DIRECTION 1: From the text about the Targum lawsuit against the accounting firm, write out word for word the part that opens with the words containing "Targum v Citrin" and closes with "posits many questions.".
DIRECTION 2: Pick up the text about the Targum lawsuit against the accounting firm right after its last sentence and keep writing it.

QUOTED TEXT:
※ ※ ※
Well known attorney has a longtime relationship with a CPA. CPA moves from firm to firm and takes the attorney’s tax business with him. It seems that he then files falsified tax returns, takes the attorney’s money and holds on to it, and does so while using his firms’ computer tax programs. CPA is indicted and pleads guilty. Will the firm be responsible?
Targum v Citrin Cooperman & Co., LLP 2016 NY Slip Op 31628(U) August 25, 2016 Supreme Court, New York County Docket Number: 650665/2014 Judge: Saliann Scarpulla does not reach an answer, but posits many questions.
“Defendant Citrin is the accounting firm of which Weber was a partner when his misconduct was discovered. Also named as a defendant is Lorraine Weber, Weber’s wife. After discovering Weber’s misconduct, Citrin and the Targum plaintiffs have each alleged claims against the other, seeking to recover some of the losses each sustained as a result of Weber’s unlawful conduct. Targum and Weber were longstanding friends. In 1989, Weber became employed by the accounting firm Richard Friedman & Associates, C.P.A., P.C. (“Friedman”). In 1990, Weber began providing tax preparation and related services for the Targums, and Weber continued to prepare the Targums’ taxes through 1999, while Weber was at Friedman. In 2000, Weber began working for Financial Appraisal Services, Ltd. (“FAS”). During his years at FAS, Weber continued to do accounting work for the Targums. Weber left FAS, and in August 2004, became a partner at Citrin. At Citrin, Weber was under the direct supervision of Gary Karlitz (“Karlitz”), the leader of Citrin’ s Valuation Services, Forensic Services, and Forensic Accounting Group (“VSFSFA Group”). At Citrin, Weber signed Partnership and Admission Agreements. The Admission Agreement provided that “Weber shall provide professional services only on behalf of [Citrin].” . The Amended and Restated Partnership Agreement, dated as of January 1, 2007, states, “[ t ]he Partnership shall charge reasonably for all professional services rendered by it following generally the policies of the firm as to the fees charged from time to time. However, each Partner may serve professionally, without charge, any individual member of his own immediate family.”
※ ※ ※
DATASET ROWS:
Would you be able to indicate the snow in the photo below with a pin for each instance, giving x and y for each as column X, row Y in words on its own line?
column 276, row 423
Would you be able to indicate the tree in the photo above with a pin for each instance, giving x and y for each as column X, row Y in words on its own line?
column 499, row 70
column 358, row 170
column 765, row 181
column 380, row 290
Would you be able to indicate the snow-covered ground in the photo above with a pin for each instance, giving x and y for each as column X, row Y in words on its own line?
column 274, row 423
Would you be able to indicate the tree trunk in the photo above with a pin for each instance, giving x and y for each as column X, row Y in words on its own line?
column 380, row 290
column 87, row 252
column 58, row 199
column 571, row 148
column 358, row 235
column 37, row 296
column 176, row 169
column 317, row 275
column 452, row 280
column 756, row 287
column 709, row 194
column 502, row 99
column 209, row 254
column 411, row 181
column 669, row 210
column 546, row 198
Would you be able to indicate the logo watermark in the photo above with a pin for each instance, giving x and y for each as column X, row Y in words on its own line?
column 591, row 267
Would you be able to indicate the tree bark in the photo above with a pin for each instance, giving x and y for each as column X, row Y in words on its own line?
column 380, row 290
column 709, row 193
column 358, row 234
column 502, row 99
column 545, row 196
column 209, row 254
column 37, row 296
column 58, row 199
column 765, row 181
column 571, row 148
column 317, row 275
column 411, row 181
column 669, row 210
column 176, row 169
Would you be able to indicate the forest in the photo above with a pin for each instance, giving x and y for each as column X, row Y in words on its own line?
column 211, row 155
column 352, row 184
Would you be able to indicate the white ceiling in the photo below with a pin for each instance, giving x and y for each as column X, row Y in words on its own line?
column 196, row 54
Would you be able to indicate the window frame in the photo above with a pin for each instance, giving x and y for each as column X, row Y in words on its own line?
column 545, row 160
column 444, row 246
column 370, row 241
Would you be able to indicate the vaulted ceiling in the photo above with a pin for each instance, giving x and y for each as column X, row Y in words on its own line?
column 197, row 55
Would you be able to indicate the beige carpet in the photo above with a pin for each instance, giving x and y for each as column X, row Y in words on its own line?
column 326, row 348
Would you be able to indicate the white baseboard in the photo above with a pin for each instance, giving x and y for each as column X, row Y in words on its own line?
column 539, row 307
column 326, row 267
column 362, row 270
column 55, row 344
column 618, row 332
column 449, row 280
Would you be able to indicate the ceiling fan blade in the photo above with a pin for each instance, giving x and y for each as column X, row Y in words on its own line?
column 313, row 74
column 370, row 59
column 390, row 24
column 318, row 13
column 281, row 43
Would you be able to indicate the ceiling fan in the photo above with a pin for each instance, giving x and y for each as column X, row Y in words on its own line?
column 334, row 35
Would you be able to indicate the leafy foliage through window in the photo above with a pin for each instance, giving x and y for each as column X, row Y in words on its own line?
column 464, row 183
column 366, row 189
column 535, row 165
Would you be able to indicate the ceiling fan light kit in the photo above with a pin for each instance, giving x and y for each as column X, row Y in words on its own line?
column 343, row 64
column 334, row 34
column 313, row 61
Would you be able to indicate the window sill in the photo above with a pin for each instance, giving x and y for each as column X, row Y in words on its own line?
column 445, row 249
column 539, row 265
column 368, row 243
※ ※ ※
TASK ANSWER 1:
Targum v Citrin Cooperman & Co., LLP 2016 NY Slip Op 31628(U) August 25, 2016 Supreme Court, New York County Docket Number: 650665/2014 Judge: Saliann Scarpulla does not reach an answer, but posits many questions.

TASK ANSWER 2:
“After that meeting, also on February 28, 2012, Cooperman sent a form letter to Targum and Seeman. In the letter, Targum and Seeman were advised that Citrin had recently learned that Weber, who was no longer affiliated with the firm, had been independently performing tax-related and perhaps other services, all in violation of his Partnership Agreement, without the firm’s knowledge or authorization, and without each letter’s recipient having been a firm client. Citrin advised Targum and Seeman that Weber had informed the firm that he may not have filed certain of their tax returns and may not have made tax payments to the appropriate authorities and “suggest[ ed] that [they] immediately consult with an independent accountant and/or attorney.” Weber pied guilty in February 2013 to an indictment in connection with his unlawful conduct toward the Targums, Bardach, and a receivership that benefitted two children, as well as for his own failure to file taxes. He agreed to pay restitution to those individuals for the sums taken, including $828,128 to Targum. ·Weber admitted that he had stolen the Targums’ wired tax payments, used up much of it, and had transferred some to accounts in his or his wife’s name. Weber also conceded, during his allocution, that he had misrepresented to Targum that the account was a Citrin account, and “created the impression that this [payment] process was both known to and accepted by Citrin Cooperman, and more efficient for the taxpayer.” Weber also admitted some of his misdeeds as to the filing and failure to file, including the falsification of certain tax returns·. ”
“”It is well established that before a defendant may be held liable for negligence it must be shown that the defendant owes a duty to the plaintiff. In the absence of duty, there is no breach and without a breach there is no liability.” See Pulka v Edelman, 40 NY2d 781, 782 (1976) (internal citations omitted). An accountant owes a duty “to the party contracting for the accountant’s services,” see William Jselin & Co., Inc. v Landau, 71 NY2d 420, 425 (1988),4 but “accountants do not have a duty to the public at large.” Parrot v Coopers & Lybrand, L.L.P., 263 AD2d 316, 319 (1st Dept 2000), aff’d 95 NY2d 479 (2000). Similarly, an accountant-client relationship is a necessary element to the Targum plaintiffs’ fiduciary duty claim. See Tai v Superior Vending, LLC, 20 AD3d 520, 521 (2d Dept 2005). Thus, the Targum plaintiffs’ negligence claims, as well as its claim for breach of fiduciary duty, depend entirely upon a finding that the Targum plaintiffs were Citrin clients. ”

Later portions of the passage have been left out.